■ **Exercise instructions**: Retype, without alteration, each line from the line containing "For every instance of the door handle" to the final line of the records.

■ **Extracted records**:

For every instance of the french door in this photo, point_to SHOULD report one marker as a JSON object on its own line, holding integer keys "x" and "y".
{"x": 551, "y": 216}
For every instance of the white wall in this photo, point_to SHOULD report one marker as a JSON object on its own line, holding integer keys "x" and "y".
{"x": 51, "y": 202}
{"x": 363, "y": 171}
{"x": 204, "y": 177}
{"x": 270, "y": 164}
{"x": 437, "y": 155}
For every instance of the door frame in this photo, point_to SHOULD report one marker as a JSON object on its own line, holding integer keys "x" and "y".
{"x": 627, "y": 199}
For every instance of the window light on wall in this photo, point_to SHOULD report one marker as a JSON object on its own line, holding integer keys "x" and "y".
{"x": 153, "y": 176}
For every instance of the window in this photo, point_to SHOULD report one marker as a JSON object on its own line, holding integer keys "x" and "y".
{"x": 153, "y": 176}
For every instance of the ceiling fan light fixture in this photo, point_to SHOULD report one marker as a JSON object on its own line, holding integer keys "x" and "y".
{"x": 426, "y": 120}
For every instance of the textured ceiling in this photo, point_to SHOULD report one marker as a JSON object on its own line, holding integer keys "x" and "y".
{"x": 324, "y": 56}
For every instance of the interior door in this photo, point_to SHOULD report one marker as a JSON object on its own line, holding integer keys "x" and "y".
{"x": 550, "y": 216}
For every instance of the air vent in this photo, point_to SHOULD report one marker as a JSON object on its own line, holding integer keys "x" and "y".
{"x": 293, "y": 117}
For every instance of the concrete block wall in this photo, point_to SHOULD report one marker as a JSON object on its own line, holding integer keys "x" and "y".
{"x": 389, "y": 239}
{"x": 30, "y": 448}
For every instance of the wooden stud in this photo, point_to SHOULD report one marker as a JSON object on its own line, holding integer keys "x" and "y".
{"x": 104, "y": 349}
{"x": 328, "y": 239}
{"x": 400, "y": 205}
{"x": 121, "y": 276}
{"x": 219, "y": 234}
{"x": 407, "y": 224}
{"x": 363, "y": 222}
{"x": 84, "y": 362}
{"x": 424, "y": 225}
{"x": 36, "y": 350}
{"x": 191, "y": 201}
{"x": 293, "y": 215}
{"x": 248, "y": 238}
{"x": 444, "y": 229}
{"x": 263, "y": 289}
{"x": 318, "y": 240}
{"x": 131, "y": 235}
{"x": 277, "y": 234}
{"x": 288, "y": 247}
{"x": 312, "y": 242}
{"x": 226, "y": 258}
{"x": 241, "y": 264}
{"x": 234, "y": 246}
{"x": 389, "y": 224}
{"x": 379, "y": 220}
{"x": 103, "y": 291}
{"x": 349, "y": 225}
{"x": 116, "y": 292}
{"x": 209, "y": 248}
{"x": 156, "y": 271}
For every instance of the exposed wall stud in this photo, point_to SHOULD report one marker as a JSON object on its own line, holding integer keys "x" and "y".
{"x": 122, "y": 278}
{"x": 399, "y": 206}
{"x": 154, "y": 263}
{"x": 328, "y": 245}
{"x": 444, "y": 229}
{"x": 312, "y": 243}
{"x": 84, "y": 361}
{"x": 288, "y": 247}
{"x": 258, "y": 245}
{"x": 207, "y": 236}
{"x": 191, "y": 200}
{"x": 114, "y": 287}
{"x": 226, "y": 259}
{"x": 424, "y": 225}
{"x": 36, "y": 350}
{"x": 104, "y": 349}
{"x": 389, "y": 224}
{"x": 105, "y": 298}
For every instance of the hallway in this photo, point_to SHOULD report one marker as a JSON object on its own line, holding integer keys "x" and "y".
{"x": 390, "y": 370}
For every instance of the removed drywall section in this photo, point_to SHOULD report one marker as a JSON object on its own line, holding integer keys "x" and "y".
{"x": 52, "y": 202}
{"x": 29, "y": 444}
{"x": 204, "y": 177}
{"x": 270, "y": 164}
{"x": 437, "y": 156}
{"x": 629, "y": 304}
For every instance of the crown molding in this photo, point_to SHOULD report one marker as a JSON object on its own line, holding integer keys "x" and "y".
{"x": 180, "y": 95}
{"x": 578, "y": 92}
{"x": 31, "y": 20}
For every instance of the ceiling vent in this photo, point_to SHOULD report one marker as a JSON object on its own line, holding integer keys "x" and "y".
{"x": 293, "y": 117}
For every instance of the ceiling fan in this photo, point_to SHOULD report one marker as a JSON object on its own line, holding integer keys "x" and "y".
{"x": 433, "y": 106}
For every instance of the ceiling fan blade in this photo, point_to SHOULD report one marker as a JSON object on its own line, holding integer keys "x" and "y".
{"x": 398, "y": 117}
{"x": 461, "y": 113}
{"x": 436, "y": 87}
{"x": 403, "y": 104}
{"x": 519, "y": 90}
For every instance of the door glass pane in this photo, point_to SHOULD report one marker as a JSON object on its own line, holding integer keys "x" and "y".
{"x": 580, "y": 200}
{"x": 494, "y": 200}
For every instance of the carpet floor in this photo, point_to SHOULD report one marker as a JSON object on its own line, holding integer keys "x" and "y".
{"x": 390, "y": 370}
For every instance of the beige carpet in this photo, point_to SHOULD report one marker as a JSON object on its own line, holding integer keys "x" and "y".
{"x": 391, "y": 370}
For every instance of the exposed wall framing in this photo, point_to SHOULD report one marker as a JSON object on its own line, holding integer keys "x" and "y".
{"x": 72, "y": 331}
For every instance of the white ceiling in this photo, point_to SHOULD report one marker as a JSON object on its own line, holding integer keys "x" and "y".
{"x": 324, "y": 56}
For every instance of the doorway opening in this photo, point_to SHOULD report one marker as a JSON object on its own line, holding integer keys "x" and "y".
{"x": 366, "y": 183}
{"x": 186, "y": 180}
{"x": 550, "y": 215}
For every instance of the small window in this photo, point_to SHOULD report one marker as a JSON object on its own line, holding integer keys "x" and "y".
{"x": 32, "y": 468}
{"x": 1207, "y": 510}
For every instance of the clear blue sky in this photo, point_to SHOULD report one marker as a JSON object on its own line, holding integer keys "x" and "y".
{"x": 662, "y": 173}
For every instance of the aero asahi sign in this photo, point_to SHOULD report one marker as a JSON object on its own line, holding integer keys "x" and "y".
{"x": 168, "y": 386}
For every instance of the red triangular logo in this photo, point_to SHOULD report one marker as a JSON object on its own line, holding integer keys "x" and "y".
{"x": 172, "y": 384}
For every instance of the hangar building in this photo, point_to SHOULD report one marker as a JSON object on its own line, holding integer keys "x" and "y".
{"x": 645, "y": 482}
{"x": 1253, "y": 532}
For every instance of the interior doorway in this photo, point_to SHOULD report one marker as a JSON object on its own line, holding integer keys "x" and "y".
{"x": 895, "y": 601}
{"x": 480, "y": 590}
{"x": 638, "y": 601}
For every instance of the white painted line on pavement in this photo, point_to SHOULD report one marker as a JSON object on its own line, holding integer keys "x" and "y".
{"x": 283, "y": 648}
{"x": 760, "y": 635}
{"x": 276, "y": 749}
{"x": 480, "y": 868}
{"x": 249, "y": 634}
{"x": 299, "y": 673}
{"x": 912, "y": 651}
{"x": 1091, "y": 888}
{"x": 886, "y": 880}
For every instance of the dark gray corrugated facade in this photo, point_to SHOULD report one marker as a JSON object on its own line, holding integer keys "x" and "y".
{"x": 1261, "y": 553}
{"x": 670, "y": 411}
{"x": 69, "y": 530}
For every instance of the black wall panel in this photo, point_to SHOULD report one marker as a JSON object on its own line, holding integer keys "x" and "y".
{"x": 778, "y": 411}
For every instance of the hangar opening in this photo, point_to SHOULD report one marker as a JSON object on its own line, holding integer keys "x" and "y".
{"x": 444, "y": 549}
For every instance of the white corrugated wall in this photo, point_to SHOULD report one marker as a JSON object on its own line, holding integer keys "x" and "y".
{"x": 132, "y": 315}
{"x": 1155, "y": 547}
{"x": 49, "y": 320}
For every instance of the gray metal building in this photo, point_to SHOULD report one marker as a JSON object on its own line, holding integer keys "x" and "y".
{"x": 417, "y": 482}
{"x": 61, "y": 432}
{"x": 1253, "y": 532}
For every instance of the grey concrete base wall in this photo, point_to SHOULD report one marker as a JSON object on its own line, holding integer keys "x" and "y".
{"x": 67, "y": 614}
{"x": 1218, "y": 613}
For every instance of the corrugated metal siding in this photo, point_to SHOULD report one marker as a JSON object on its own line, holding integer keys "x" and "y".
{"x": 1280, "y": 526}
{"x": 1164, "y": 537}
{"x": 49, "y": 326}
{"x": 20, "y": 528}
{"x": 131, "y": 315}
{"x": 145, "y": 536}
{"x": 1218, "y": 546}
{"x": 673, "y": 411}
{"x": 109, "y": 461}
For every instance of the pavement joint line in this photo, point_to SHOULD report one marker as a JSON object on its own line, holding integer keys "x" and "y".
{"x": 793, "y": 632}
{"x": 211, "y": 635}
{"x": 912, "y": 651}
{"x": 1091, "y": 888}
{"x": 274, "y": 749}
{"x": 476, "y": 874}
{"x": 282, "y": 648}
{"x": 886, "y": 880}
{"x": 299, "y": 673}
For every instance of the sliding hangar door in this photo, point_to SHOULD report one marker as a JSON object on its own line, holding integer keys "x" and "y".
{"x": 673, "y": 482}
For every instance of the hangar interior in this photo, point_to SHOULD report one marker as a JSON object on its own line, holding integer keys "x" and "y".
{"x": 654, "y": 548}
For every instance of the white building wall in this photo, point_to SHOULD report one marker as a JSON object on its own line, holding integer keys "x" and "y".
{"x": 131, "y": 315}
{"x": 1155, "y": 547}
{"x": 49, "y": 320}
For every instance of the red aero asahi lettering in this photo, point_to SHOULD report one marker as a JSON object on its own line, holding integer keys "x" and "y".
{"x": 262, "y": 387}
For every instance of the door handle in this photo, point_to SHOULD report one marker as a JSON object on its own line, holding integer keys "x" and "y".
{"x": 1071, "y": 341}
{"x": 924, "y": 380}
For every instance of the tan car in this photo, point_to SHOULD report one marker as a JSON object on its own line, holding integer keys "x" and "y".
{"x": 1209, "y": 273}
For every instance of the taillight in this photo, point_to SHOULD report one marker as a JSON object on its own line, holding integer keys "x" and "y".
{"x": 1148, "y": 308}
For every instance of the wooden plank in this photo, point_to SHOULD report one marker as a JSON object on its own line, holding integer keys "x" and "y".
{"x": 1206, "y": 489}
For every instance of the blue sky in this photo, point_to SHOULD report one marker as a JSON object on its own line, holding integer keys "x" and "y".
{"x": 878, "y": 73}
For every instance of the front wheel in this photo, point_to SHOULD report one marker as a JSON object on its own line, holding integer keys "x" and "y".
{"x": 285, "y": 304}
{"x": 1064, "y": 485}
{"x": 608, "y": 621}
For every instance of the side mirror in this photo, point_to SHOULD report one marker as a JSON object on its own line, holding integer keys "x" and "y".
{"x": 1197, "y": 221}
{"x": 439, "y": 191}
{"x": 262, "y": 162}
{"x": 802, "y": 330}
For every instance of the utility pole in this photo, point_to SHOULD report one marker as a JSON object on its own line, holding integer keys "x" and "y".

■ **Exercise solution**:
For every instance of the door handle in this photo, point_to SHOULD report one marker as a JSON object on its own line, holding integer keys "x" and "y".
{"x": 1071, "y": 341}
{"x": 924, "y": 380}
For every instance of the tan car in this photo, point_to SHOULD report one marker as a JSON object on its own line, holding integer keys "x" and "y".
{"x": 1209, "y": 273}
For every instance of the taillight in this photo, point_to SHOULD report one marker as a JSON object on its own line, holding integer keys "x" and "y".
{"x": 1148, "y": 308}
For every instance of the wooden plank in this photo, point_to SHOULD report one marker as a JSON object on its own line, holding integer keys "x" and "y".
{"x": 1206, "y": 489}
For every instance of the blue sky in this photo, point_to SHOULD report one marker as a JSON object on its own line, holding integer keys "x" and "y".
{"x": 878, "y": 73}
For every instance of the front wheel in this photo, point_to SHOULD report one marker as a JSON object on its own line, holding integer keys "x" and "y".
{"x": 285, "y": 304}
{"x": 1064, "y": 485}
{"x": 608, "y": 621}
For every instance of the side mirror in this photo, point_to SHOULD report one marker as a JSON object on its own line, holding integer keys "x" and "y".
{"x": 1197, "y": 221}
{"x": 439, "y": 191}
{"x": 262, "y": 162}
{"x": 802, "y": 330}
For every instance of the utility pole in this photo, point_to SHOULD report one marker as a JSON object on its own line, holding integer keys "x" and "y".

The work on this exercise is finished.